-- BEGIN DATA TO USE --

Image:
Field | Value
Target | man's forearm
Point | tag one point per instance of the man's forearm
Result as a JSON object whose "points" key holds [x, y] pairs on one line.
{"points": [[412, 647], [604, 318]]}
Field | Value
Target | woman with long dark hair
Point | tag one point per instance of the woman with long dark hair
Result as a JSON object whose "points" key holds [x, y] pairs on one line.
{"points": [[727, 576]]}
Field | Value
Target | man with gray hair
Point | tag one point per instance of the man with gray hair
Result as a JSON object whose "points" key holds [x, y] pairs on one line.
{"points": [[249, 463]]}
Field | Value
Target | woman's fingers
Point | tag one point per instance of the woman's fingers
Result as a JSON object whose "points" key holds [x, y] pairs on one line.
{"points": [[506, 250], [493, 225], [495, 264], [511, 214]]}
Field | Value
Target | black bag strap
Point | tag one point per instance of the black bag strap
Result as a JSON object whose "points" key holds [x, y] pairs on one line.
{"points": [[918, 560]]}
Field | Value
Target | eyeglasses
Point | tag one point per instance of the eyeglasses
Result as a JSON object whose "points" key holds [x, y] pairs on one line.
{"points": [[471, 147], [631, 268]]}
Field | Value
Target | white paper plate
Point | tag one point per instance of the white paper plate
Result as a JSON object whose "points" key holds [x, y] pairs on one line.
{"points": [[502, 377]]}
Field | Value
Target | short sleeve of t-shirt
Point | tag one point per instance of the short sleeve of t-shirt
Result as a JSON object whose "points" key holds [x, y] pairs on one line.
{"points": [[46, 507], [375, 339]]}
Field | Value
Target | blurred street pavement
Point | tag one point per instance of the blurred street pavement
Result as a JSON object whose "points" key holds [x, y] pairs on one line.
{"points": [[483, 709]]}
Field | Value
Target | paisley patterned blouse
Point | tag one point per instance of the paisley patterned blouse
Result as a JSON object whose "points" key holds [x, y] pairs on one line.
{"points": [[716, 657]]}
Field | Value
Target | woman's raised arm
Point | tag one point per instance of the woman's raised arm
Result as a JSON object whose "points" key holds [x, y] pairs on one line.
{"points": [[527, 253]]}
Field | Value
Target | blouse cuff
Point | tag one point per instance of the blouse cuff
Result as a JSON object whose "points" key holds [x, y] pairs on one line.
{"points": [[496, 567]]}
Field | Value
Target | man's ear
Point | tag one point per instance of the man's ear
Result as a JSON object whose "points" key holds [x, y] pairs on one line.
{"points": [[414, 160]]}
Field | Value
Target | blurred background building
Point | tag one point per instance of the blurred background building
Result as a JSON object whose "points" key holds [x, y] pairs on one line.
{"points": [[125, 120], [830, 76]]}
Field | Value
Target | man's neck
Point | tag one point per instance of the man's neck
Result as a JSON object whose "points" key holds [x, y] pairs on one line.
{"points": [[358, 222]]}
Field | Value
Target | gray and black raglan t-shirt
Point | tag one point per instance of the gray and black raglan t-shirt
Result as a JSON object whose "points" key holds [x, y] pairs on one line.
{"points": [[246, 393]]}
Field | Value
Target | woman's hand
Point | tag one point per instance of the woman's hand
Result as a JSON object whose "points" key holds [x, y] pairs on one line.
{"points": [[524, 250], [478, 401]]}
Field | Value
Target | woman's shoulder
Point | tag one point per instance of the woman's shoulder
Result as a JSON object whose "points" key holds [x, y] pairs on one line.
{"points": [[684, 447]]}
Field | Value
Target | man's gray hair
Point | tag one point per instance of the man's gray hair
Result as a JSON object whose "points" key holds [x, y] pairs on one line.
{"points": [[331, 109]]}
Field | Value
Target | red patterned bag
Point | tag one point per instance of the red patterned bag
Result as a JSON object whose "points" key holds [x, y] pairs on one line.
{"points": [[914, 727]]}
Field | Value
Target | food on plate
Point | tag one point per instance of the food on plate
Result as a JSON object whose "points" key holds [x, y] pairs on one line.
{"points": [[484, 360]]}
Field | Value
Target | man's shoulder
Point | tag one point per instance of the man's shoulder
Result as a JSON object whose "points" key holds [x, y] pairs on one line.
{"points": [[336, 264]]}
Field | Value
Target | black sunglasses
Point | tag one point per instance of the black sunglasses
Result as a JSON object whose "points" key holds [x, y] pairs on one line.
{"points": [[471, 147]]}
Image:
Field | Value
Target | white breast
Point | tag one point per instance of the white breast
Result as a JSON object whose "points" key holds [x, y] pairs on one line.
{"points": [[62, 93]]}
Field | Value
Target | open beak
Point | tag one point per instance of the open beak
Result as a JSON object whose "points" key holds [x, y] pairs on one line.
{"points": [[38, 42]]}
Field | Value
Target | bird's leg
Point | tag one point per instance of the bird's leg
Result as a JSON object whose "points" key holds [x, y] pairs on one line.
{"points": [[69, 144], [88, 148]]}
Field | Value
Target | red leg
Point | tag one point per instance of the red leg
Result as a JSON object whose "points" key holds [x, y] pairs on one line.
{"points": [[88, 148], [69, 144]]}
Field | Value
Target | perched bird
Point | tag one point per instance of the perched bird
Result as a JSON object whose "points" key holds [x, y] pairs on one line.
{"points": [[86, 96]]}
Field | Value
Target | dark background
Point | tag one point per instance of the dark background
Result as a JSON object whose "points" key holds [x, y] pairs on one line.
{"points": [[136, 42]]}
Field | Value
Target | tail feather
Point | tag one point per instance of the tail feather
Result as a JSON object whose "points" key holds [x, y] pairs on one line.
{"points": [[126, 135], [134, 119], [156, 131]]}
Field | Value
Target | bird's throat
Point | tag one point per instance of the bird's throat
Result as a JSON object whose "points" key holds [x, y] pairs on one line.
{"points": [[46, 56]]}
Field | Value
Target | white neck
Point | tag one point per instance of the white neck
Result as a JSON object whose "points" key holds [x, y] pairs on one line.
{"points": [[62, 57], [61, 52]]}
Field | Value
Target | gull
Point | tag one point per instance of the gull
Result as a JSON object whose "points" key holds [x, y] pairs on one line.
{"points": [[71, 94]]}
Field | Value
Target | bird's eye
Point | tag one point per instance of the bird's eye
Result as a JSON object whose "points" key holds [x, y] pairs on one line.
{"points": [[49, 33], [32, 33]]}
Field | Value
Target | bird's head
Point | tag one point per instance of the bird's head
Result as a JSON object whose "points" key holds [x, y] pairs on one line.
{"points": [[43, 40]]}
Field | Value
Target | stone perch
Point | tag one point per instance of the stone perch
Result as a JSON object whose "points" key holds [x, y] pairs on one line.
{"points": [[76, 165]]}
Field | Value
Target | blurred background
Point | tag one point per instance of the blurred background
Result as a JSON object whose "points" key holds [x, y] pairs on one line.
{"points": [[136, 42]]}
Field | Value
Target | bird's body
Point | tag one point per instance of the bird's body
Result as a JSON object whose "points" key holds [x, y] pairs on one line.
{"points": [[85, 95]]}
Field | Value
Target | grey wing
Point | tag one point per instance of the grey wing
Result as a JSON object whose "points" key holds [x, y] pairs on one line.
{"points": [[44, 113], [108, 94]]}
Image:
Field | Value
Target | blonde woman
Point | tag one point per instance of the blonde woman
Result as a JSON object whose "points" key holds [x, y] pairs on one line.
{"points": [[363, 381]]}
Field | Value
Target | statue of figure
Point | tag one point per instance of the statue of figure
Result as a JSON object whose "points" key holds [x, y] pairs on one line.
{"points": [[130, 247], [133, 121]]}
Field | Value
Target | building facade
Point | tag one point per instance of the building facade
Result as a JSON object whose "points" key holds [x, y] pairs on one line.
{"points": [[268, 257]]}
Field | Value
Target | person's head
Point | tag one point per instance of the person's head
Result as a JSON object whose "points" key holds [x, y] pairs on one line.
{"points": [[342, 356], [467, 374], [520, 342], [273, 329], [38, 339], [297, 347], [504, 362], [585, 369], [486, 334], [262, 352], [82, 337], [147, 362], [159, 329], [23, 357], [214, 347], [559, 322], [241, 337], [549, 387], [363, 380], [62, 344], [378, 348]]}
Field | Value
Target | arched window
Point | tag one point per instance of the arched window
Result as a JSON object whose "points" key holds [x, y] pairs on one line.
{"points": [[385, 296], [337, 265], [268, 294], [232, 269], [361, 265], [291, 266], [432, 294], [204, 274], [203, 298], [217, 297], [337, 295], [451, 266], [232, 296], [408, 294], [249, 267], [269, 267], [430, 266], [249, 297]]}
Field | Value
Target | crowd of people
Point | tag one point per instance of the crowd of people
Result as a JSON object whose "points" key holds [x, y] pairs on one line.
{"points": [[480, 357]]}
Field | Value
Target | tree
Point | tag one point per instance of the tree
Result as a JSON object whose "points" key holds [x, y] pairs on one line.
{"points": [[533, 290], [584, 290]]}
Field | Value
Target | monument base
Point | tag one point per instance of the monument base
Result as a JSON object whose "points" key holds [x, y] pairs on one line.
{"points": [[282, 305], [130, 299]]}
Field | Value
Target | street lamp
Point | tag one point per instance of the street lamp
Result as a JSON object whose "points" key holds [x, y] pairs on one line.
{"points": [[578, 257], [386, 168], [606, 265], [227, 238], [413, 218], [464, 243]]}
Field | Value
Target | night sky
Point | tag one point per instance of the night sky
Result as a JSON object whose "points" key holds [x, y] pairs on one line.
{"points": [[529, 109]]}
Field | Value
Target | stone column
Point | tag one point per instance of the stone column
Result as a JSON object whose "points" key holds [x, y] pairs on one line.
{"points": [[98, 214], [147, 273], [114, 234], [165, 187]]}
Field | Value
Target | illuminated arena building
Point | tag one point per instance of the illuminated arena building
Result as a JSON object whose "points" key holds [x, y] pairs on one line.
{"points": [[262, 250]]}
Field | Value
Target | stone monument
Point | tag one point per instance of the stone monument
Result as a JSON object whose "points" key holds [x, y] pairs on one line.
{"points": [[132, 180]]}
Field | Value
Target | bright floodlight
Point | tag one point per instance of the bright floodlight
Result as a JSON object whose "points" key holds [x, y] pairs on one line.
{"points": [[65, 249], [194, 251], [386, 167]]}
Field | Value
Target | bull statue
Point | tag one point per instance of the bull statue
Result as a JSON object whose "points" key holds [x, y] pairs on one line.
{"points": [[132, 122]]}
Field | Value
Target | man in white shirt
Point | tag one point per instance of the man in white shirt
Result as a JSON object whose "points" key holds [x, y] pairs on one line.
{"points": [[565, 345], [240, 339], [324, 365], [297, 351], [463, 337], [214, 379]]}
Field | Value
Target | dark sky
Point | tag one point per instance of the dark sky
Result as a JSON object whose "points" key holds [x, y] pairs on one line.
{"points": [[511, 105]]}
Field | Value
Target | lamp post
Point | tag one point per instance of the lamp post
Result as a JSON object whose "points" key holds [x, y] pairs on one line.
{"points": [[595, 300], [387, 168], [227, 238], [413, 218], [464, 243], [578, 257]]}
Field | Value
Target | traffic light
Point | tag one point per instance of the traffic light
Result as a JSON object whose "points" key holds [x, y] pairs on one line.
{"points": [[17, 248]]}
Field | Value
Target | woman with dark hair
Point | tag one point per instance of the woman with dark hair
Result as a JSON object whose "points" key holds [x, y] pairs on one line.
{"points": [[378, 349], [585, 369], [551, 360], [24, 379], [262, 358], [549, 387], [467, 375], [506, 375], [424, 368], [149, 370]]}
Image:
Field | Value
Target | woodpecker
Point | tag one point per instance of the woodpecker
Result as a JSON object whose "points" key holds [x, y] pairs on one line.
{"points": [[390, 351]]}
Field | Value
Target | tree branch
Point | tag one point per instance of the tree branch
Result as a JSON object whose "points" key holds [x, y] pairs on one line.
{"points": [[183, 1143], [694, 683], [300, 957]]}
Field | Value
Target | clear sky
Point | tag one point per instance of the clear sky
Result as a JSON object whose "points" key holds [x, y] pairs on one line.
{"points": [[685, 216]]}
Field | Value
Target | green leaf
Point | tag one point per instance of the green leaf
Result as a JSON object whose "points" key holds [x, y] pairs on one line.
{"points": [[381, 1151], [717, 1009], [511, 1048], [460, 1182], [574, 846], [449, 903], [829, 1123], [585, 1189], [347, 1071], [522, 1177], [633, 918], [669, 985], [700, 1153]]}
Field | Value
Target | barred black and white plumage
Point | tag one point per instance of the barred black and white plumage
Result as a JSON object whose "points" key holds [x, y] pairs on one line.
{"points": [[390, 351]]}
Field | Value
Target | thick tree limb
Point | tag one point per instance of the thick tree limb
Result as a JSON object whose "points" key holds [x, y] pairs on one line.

-- END DATA TO USE --

**GIVEN TASK:** Which lines in the data above contain the string "open"? Return each such line, matching case exactly.

**WRITTEN RESPONSE:**
Target | open beak
Point | tag one point per instance of the open beak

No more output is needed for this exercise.